Talks ∋ Some rough fibrous material

I gave this talk at the February 2010 meeting of the London Ruby User Group.

The slide format was 20x20; twenty slides that auto-transition after twenty seconds. The transcript below comes from the presenter notes so represents a perfect version, which is unlikely to be exactly what I said on the night.

A video of this talk is availble from Skills Matter:

a screenshot of the video for the talk from the skills matter website

text: Some rough fibrous material, A 20x20 guide to Fibers in Ruby 1.9, Murray Steele - LRUG February 2010

The key word in my title is “rough”; Iʼm coming to the material with little or no practical knowledge. Iʼm not using 1.9 in my day job, and although I probably would use it for any spare-time hacking, itʼs very rare that I get down to any as I am, basically, lazy.

So apologies to anyone that knows this stuff already; I might get things wrong, or not cover everything in enough detail. Iʼm sorry.

text: What are fibers?, coroutines, cooperative multitasking

Fibers are an implementation of 2 important ideas:

  1. The first idea is “co-routines” (and this should sound familiar, as you’ll have heard of sub-routines which are related)
  2. The second idea is “co-operative multitasking” (and again, you should recognise this as similar sounding to “pre-emptive mutlitasking”).

Weʼll take a quick detour to cover these in turn and then weʼll come back to Ruby.

text: Detour #1: subroutines vs. coroutines, sub-routines, every function you’ve ever written, single entry-point & single exit, co-routines, single entry-point, multiple exit & re-entry points

Pretty much every method or function you’ve ever written is a sub-routine. When you invoke them you start at the first line and run through them till they terminate and give you their result.

A co-routine is a little bit different. When you invoke them they also start on the first line of code but they can halt execution and exit before they terminate. Later you can then re-enter and resume execution from where you left off.

It’s also unlikely you’ll have written one, yet, as despite being around for a while not many languages provide them as a feature.

An animation showing CPU time bouncing around inside a sub-routine until it exits the routine via the return statement, text: Detour #1.a: subroutines

Here’s a simple subroutine example.

When you call a method the flow of control enters the function, and is trapped until the method terminates.

Once the method terminates, here with an explicit return, but it could be an exception, or simply stopping after the last executable statement of the code path, the flow of control is finally released to the caller.

An animation showing CPU time attempting re-entry after it exits a sub-routine, it only succeeds with a new copy of the sub-routine, text: Detour #1.b: subroutines

Once you exit a sub-routine, the door is closed; you can’t return to it the way you came out.

To re-use the sub-routine, your only option is to re-invoke it and go back to the first line of code. This creates a new copy of the entire stack, so there’s nothing shared between this invocation and the previous ones, or any future ones. Depending on your code, this could be expensive.

An animation showing CPU time entering, exiting, and re-entering a coroutine via the yield and resume keywords, text: Detour #1.c: coroutines

And here’s a similar example for a co-routine.

It starts pretty much the same way. The flow of control enters the method and is trapped until it provides a result, this time with a yield. However, unlike before, we can resume the method and send the flow of control back in to continue working, picking up where we were when we left off.

## Task
Reproduce the passage of the Ruby fibers talk above that begins at "An animation showing CPU time attempting" and stops after "for a co-routine.".

[Rows from a collection]

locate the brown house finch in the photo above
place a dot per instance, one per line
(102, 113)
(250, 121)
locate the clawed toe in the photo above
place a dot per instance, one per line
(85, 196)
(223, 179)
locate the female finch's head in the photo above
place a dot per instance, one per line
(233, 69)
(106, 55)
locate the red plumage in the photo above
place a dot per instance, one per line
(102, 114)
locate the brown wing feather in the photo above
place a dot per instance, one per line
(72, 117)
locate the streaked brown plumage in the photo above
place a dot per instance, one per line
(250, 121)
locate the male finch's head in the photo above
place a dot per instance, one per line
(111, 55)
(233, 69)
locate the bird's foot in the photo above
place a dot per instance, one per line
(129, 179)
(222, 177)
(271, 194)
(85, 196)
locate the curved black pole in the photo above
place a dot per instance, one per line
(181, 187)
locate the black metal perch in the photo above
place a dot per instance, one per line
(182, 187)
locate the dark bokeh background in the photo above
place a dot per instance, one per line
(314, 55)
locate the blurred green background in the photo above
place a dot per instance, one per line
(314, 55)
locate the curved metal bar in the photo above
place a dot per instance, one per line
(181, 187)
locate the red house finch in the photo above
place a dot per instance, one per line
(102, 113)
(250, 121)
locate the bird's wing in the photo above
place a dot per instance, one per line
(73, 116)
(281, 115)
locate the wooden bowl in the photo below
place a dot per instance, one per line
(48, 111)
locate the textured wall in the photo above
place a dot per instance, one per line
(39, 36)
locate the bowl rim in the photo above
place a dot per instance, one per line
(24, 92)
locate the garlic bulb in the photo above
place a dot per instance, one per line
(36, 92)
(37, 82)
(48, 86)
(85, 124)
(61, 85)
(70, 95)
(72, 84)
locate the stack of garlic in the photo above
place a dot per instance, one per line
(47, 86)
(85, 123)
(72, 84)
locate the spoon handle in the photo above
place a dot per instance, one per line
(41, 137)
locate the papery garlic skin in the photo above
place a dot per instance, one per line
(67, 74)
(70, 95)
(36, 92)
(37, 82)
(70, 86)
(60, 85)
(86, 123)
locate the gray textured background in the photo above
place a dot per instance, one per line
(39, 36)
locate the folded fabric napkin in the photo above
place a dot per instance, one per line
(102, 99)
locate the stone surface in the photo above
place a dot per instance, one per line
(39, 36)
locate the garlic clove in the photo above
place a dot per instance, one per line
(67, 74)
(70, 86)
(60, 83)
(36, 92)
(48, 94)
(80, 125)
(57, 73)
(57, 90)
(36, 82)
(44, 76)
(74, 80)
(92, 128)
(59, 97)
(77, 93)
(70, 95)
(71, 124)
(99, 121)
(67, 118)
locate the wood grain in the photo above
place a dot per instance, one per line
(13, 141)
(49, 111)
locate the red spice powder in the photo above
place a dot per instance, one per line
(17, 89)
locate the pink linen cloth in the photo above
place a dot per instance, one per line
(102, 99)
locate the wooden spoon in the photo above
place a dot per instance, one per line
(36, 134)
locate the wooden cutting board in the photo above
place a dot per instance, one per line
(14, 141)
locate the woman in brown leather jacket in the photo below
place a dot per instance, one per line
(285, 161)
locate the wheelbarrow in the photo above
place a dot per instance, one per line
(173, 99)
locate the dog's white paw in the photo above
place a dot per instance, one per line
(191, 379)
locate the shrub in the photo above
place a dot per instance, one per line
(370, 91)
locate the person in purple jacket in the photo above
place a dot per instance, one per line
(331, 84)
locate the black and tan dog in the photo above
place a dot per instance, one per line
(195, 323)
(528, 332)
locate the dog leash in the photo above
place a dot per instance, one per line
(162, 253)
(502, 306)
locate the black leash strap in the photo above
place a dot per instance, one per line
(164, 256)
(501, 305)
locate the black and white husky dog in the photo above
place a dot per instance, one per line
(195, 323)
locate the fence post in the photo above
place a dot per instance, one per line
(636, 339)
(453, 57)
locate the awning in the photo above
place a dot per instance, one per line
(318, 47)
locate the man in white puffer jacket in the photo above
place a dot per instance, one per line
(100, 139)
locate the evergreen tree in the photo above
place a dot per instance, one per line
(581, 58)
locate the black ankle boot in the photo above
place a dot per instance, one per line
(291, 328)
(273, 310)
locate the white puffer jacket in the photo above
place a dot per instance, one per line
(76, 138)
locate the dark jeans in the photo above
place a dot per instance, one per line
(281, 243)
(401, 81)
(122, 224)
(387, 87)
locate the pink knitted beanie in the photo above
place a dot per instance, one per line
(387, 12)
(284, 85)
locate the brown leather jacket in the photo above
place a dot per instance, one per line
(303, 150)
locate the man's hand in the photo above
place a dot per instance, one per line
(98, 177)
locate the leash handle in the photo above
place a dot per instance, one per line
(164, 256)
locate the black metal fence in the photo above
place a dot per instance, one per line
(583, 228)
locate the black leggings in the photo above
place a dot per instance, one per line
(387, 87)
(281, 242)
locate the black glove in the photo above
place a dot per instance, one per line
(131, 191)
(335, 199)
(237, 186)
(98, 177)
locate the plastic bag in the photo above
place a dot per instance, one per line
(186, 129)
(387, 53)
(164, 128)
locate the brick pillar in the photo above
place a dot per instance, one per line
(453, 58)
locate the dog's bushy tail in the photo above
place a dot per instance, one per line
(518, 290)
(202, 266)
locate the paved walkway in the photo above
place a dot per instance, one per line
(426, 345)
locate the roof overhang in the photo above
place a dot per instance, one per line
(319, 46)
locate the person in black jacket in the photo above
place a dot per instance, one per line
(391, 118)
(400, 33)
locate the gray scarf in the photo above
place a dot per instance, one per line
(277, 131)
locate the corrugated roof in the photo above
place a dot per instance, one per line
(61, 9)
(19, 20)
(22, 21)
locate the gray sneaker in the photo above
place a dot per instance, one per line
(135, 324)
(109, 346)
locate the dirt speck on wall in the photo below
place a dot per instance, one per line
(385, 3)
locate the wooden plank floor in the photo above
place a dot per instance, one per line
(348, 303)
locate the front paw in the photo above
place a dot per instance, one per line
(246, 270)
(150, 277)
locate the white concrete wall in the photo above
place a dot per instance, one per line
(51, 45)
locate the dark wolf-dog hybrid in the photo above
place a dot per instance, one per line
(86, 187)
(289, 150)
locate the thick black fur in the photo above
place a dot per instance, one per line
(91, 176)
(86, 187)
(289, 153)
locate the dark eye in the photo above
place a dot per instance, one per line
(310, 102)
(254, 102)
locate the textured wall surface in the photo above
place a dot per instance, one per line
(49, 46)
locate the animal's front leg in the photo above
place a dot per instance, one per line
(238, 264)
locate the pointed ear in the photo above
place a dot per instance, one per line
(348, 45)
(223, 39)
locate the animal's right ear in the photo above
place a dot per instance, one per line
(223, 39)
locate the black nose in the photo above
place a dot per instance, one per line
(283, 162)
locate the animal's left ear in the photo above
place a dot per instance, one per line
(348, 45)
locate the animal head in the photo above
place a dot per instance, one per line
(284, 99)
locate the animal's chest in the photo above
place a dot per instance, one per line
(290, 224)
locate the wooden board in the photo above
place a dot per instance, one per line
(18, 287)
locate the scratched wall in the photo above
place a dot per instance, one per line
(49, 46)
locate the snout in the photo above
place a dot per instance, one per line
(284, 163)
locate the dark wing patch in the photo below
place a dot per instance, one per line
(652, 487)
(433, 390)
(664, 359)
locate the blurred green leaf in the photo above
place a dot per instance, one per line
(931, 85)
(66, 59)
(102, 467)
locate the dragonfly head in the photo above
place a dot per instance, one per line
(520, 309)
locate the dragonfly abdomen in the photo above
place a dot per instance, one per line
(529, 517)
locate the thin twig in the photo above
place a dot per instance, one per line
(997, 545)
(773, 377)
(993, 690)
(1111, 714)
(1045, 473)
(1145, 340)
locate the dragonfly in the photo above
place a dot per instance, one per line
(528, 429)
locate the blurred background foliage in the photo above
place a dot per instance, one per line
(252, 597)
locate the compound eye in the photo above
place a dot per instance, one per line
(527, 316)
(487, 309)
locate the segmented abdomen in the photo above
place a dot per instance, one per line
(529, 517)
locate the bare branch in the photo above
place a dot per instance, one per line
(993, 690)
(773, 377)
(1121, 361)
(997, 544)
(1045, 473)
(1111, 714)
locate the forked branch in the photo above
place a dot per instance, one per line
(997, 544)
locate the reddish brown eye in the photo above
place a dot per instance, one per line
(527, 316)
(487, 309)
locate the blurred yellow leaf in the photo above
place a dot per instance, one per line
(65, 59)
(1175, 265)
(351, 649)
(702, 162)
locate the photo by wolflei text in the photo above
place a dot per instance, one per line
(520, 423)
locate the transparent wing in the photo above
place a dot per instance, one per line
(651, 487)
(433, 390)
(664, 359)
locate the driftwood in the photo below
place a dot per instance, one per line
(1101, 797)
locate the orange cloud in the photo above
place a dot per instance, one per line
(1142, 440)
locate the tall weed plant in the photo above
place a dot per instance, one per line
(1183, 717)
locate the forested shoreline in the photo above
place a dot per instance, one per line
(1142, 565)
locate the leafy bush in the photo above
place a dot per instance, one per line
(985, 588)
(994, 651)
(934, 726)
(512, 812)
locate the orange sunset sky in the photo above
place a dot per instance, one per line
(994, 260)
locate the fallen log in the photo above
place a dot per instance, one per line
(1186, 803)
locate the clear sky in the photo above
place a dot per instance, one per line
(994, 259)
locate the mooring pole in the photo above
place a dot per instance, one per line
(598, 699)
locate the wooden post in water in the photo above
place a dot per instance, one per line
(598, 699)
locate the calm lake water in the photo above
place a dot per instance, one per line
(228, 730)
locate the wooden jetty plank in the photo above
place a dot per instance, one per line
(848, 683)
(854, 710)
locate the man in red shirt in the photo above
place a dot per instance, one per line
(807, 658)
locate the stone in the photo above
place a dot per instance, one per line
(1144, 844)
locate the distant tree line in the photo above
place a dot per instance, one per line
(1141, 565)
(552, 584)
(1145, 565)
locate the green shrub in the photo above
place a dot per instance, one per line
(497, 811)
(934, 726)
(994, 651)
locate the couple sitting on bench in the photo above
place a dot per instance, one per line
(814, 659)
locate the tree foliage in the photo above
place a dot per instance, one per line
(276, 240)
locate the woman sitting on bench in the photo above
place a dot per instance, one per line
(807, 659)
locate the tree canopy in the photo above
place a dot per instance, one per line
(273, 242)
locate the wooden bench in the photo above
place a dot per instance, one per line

## Exercise answer
An animation showing CPU time attempting re-entry after it exits a sub-routine, it only succeeds with a new copy of the sub-routine, text: Detour #1.b: subroutines

Once you exit a sub-routine, the door is closed; you can’t return to it the way you came out.

To re-use the sub-routine, your only option is to re-invoke it and go back to the first line of code. This creates a new copy of the entire stack, so there’s nothing shared between this invocation and the previous ones, or any future ones. Depending on your code, this could be expensive.

An animation showing CPU time entering, exiting, and re-entering a coroutine via the yield and resume keywords, text: Detour #1.c: coroutines

And here’s a similar example for a co-routine.